◆ Excerpts of labeled region data
################
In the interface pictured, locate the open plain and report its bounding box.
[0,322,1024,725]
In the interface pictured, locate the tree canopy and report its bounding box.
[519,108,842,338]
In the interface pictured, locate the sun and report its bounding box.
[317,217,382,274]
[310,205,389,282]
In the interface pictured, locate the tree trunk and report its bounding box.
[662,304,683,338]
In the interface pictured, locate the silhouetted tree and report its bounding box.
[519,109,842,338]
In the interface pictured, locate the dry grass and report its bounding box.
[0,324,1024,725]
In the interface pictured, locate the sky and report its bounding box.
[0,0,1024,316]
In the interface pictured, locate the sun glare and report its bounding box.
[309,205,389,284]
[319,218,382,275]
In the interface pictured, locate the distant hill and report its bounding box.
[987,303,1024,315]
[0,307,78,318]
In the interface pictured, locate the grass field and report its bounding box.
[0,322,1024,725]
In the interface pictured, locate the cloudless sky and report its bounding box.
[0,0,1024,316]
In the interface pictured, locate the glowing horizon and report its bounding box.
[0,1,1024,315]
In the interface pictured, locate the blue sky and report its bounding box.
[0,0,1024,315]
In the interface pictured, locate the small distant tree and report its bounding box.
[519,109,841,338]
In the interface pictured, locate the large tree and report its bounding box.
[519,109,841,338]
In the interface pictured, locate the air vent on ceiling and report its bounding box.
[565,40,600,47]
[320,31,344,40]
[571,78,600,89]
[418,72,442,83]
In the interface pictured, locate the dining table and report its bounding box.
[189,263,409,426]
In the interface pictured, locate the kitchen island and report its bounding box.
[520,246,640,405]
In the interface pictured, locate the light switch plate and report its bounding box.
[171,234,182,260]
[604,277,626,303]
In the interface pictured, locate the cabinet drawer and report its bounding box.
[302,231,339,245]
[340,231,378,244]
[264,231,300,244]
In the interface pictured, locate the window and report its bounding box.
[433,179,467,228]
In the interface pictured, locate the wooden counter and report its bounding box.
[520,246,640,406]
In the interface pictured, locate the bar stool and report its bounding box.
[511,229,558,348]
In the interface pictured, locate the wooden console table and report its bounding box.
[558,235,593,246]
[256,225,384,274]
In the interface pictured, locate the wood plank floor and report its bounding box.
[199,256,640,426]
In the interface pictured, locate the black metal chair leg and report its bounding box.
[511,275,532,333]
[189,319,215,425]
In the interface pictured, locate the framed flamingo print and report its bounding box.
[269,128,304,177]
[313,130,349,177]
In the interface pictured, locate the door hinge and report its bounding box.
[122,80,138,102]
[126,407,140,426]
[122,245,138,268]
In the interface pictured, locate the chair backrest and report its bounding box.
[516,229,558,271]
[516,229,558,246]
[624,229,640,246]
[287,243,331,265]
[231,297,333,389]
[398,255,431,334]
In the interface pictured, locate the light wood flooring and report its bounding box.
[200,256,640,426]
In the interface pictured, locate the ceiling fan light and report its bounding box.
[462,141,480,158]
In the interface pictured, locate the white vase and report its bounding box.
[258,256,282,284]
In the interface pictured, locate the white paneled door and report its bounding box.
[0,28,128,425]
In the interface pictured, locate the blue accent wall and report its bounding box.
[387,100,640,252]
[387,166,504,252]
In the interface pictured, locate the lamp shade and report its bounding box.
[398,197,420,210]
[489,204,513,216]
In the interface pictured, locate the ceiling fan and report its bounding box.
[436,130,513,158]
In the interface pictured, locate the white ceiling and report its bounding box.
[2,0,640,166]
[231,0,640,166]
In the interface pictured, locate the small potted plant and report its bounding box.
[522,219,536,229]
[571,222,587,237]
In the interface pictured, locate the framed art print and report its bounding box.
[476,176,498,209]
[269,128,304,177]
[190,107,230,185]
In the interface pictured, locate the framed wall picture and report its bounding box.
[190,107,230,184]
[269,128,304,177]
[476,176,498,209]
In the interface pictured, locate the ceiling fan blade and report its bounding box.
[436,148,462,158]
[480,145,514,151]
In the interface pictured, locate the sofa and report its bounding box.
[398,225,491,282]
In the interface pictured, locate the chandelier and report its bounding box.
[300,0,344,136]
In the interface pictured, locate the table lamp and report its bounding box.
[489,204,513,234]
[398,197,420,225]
################
◆ Objective
Reproduce all of the lines above without changing anything.

◆ Response
In the interface pictured, locate the open plain and report its bounding box.
[0,322,1024,725]
In the interface pictured, locate the tree canopy and report its bounding box.
[519,108,842,338]
In the interface pictured, locate the sun and report its bounding box.
[317,217,382,274]
[310,205,389,282]
In the interface pictured, locate the tree trunk and report its bounding box.
[662,304,683,338]
In the interface pictured, locate the silhouetted tree and report its bounding box.
[519,109,842,338]
In the interface pictured, locate the dry grass and report its bounding box.
[0,324,1024,725]
In the interface pictured, locate the sky and report its bounding box.
[0,0,1024,316]
In the interface pictured, locate the sun glare and report its bounding box.
[309,205,389,284]
[319,218,382,275]
In the interface pictured, locate the distant hill and report its bounding box.
[987,303,1024,315]
[0,307,78,318]
In the interface pictured, locate the grass field and report its bounding box.
[0,322,1024,725]
In the interface pictured, locate the cloudless sky and report its bounding box.
[0,0,1024,316]
In the interface pictured, locate the glowing horizon and report its bounding box.
[0,1,1024,315]
In the interface pictured, locate the blue sky and report its bounding box.
[0,0,1024,315]
In the interface pictured, locate the small distant tree and report its bounding box.
[519,109,841,338]
In the interface pictured, locate the large tree and report its bounding box.
[519,109,841,338]
In the interface pictured, locate the air vent on ceiling and report its bounding box.
[565,40,600,47]
[320,31,344,40]
[571,78,600,89]
[418,72,442,83]
In the interface pictured, locate the dining table and report its bounding box.
[189,263,409,426]
In the interface pictured, locate the kitchen island and report its bounding box.
[520,246,640,405]
In the interface pictured, locate the light switch plate and report its bounding box.
[171,234,182,260]
[604,277,626,303]
In the interface pictured, locate the cabinet drawer and report its bounding box.
[302,231,339,245]
[340,231,378,244]
[264,231,300,244]
In the interface pictured, locate the window and report its bounding box.
[433,179,467,228]
In the interface pictured, locate the wooden counter and report its bounding box.
[520,246,640,406]
In the interface pictured, locate the bar stool and report its bounding box.
[511,229,558,348]
In the interface pictured, locate the wooden console table and report its bounding box.
[558,235,593,246]
[256,225,384,274]
In the interface pictured, locate the wood plank floor and report its bounding box.
[199,256,640,426]
In the interface pictured, locate the black metal chair leg and report its bounding box.
[511,275,532,333]
[189,319,215,425]
In the interface pictured, locate the framed flamingo print and report its bounding box.
[269,128,304,177]
[313,130,349,177]
In the interface pictured, locate the door hinge and report its bounding box.
[122,80,138,102]
[126,407,140,426]
[122,245,138,268]
In the interface pictured, locate the chair backrest and report its bounding box.
[516,229,558,271]
[516,229,558,246]
[624,229,640,246]
[287,243,331,265]
[231,297,333,389]
[398,255,431,334]
In the interface pictured, locate the light wood flooring and report its bounding box.
[200,256,640,426]
In the interface pictured, locate the ceiling fan light and report its bounding box.
[462,141,480,158]
In the interface pictured, locate the white vase and report its bounding box.
[258,256,282,284]
In the interface pictured, locate the white paneled door and report its bounding box.
[0,28,128,425]
In the interface pictured, locate the blue accent wall and report its bounding box.
[387,100,640,252]
[387,166,504,252]
In the interface pictured, locate the lamp shade and report its bounding box.
[398,197,420,210]
[489,204,513,216]
In the interface pictured, locate the ceiling fan and report its bounding box.
[436,130,513,158]
In the interface pictured, locate the white ceiling and report its bounding box.
[2,0,640,166]
[231,0,640,166]
In the interface pictured, locate the small potted plant and report its bounding box.
[522,219,536,229]
[571,222,587,237]
In the interface pictured, locate the framed art print and report its bounding box.
[476,176,498,209]
[269,128,304,177]
[190,107,230,185]
In the interface pictured, locate the framed wall picture and report its bounding box.
[190,107,230,184]
[269,128,304,177]
[476,176,498,209]
In the interface pictured, locate the ceiling fan blade and report its bounding box.
[436,148,462,158]
[480,145,514,151]
In the interface pictured, locate the sofa and report its bounding box.
[398,225,491,282]
In the interface pictured, locate the chandelier and report its bounding box.
[300,0,344,136]
In the interface pictured, locate the table lamp and report its bounding box.
[489,204,513,234]
[398,197,420,225]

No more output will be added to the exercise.